## TEXT SECTION:
BEGIN

Biofabrication is set to shake up the $100-billion business of leather goods, explained Andras Forgacs of Modern Meadow on stage at #BoFVOICES. Watch now.
By
  • Vikram Alexei Kansara

OXFORDSHIRE, United Kingdom — "Welcome to the age of biofabrication," said Andras Forgacs, the co-founder and chief executive of Modern Meadow, a venture-backed biotech start-up that has managed to "biofabricate" leather without animals, attracting the interest of major players in the global leather goods business, which is worth over $100 billion a year and produces everything from car seats to luxury handbags.

Traditional leather supply chains can be long and difficult to manage. The irregular shape of animal hides, coupled with scars and insect bites, can mean 20 to 30 percent of animal skins regularly go to waste. Unpredictable weather can also lead to price volatility. They also involve the raising and slaughtering the billions of animals whose skins feed the leather supply chain each year in a process that is inefficient, cruel and comes with huge environmental impact.

Instead, buoyed by a revolution in biotechnology, which has enabled scientists to synthesise new organisms faster and at lower cost than ever before, Modern Meadow has bio-engineered a strain of yeast that, when fed sugar, produces a fibrous structural protein called collagen, which is then purified, assembled and tanned to create a material that is biologically — and perceptibly — almost indistinguishable from animal leather.

END

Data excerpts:
BEGIN

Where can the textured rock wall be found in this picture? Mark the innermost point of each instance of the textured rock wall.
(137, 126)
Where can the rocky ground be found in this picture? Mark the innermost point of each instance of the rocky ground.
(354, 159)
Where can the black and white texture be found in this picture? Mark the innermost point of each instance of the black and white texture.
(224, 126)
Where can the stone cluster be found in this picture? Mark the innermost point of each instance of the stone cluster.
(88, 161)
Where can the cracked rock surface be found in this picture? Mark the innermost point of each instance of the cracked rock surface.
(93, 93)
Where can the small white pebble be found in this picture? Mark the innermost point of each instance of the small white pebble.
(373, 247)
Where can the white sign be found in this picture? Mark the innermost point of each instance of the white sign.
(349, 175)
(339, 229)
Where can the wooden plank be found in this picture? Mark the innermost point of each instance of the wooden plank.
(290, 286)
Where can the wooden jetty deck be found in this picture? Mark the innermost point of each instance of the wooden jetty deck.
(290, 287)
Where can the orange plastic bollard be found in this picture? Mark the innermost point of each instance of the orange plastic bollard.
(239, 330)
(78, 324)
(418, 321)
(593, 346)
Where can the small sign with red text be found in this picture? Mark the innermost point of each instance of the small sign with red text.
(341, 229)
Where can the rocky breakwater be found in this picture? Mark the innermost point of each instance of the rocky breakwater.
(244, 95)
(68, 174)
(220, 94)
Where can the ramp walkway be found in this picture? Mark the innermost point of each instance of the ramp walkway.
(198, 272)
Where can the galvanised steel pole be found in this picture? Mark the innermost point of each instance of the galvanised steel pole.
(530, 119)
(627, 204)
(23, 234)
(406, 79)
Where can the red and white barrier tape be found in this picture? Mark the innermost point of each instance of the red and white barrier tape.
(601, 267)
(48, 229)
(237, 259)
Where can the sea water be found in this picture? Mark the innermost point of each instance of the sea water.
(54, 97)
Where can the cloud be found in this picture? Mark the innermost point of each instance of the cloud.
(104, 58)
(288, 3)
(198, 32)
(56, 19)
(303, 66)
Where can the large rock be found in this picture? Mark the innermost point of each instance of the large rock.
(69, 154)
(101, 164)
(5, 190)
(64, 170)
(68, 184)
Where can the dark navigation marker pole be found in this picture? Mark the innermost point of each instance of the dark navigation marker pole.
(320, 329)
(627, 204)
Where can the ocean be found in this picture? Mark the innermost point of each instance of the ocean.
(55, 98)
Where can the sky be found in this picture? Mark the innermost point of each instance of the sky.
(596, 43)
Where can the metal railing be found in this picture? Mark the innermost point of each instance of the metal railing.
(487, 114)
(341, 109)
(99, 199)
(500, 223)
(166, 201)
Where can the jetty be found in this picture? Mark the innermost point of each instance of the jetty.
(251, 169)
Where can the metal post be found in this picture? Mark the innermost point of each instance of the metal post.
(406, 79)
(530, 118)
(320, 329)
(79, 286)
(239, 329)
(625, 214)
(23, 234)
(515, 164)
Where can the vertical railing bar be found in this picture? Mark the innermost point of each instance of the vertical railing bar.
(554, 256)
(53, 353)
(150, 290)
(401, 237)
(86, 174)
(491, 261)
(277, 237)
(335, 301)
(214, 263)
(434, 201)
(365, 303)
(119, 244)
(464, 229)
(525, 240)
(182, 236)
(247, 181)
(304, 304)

END

## CHECK YOUR UNDERSTANDING:
- A) Return everything from "Biofabrication is set" down to "#BoFVOICES. Watch now." in the text on Modern Meadow's lab-grown leather, copied word for word.
- B) Resume the text on Modern Meadow's lab-grown leather, picking up right after its last sentence.

## RESPONSES:
- A)
Biofabrication is set to shake up the $100-billion business of leather goods, explained Andras Forgacs of Modern Meadow on stage at #BoFVOICES. Watch now.

- B)
“Human civilisation has been propelled by materials innovation,” said Forgacs, tracing the history of man’s use of materials from the Stone Age to the present. Quoting Apple founder Steve Jobs, Forgacs added that the next phase of innovation would come from “the intersection of biology and technology,” giving rise to what Forgacs dubbed “little biological factories creating whole new world of materials that blur the distinction between what’s natural and what’s synthetic.” The implications are profound. For the fashion industry, there are tremendous potential benefits, including speed, efficiency and “a limitless design space.”

While Modern Meadow plans to make the vast majority of its revenues by supplying other businesses, it has also developed its own consumer-facing brand for its materials: Zoa. Forgas said the name underscored his belief that “biofabrication is about celebrating life.” Importantly, Modern Meadow isn’t about leather replacement alone. “We want to make what we love about leather and go beyond that,” explained Forgacs. “It will be dozens or hundreds of materials. It’s an operating system to create new materials.”